▶ _Exercise goal_:
In the material below, the lines containing the word "wedge" are required; copy each of them.

▶ _Given records_:
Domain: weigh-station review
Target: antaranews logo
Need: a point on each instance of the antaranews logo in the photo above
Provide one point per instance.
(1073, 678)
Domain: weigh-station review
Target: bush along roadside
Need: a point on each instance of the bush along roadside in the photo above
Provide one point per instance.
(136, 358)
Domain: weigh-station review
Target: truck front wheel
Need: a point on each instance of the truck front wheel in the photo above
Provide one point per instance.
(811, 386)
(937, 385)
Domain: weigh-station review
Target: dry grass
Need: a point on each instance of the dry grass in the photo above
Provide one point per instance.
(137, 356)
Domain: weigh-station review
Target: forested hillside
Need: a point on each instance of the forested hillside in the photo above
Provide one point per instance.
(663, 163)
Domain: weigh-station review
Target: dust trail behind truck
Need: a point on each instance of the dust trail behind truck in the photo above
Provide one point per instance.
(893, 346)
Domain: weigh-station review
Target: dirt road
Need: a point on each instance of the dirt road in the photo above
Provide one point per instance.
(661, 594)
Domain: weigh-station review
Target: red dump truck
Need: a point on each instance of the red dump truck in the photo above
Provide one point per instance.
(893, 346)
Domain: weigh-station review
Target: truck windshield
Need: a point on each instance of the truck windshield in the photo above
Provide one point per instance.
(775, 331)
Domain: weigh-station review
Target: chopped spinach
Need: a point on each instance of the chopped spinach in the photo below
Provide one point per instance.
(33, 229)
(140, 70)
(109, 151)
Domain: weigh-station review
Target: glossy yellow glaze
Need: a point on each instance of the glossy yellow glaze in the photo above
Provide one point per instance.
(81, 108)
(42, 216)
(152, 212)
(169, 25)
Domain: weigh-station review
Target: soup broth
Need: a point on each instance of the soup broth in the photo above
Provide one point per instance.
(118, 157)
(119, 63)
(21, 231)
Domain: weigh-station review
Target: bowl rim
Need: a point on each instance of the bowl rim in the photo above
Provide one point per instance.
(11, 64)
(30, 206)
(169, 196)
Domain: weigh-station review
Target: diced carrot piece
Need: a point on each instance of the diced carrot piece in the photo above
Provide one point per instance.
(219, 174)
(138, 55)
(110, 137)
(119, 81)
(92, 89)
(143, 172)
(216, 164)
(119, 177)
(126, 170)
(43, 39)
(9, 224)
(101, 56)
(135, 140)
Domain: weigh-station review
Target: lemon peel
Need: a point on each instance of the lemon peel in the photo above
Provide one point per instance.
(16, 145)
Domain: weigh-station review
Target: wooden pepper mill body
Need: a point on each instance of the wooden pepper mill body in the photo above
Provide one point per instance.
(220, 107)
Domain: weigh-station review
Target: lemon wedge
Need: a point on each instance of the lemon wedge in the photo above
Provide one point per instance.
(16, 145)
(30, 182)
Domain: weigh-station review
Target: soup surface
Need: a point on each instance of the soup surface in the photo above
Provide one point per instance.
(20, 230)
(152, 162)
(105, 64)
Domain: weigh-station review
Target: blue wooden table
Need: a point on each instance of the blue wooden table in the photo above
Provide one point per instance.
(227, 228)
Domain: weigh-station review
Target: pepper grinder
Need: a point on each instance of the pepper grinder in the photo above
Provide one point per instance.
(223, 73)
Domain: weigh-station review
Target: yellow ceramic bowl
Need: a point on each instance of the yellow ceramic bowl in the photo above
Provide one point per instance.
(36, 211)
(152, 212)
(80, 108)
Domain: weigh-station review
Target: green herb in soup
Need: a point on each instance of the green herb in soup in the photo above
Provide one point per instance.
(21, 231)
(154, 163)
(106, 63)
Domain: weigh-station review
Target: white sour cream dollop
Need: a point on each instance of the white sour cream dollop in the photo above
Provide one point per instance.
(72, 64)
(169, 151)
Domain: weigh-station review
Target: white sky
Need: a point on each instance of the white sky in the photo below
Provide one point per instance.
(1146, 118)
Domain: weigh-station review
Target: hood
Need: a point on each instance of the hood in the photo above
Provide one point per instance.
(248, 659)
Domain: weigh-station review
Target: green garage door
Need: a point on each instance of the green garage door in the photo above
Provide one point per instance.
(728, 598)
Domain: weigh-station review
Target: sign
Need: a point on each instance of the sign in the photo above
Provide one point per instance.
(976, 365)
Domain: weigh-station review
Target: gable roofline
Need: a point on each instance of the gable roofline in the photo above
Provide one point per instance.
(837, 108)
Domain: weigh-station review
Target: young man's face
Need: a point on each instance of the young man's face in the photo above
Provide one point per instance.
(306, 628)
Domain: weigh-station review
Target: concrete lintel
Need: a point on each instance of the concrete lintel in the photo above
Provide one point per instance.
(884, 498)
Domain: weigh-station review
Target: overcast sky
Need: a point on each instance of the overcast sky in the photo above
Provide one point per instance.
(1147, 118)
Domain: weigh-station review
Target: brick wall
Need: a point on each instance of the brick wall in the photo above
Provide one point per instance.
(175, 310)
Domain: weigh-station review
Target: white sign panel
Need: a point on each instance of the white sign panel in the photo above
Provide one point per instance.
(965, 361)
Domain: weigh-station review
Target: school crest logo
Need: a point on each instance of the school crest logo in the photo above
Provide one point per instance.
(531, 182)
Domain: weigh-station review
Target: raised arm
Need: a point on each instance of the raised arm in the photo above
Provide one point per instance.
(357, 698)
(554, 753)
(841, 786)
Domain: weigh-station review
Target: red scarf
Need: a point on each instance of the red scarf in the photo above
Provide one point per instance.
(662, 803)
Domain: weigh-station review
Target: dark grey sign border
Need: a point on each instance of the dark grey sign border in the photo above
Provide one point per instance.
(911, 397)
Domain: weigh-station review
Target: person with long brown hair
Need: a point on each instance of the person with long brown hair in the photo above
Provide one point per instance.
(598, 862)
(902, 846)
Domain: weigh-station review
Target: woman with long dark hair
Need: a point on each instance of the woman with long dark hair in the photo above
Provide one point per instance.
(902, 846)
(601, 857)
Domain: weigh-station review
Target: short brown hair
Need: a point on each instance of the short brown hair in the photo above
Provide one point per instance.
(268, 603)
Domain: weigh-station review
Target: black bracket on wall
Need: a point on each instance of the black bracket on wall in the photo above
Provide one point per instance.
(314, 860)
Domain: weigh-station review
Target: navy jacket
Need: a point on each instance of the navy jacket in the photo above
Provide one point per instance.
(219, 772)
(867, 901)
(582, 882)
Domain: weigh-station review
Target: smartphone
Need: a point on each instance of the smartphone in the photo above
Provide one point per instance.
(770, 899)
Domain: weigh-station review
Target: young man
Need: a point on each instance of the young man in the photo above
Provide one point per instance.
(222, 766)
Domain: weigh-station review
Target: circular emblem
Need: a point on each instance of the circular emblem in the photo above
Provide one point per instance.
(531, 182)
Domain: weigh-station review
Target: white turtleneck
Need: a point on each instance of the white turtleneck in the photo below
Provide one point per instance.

▶ _Answer section_:
Target: lemon wedge
Need: a point on each instance of the lemon wedge in the photo above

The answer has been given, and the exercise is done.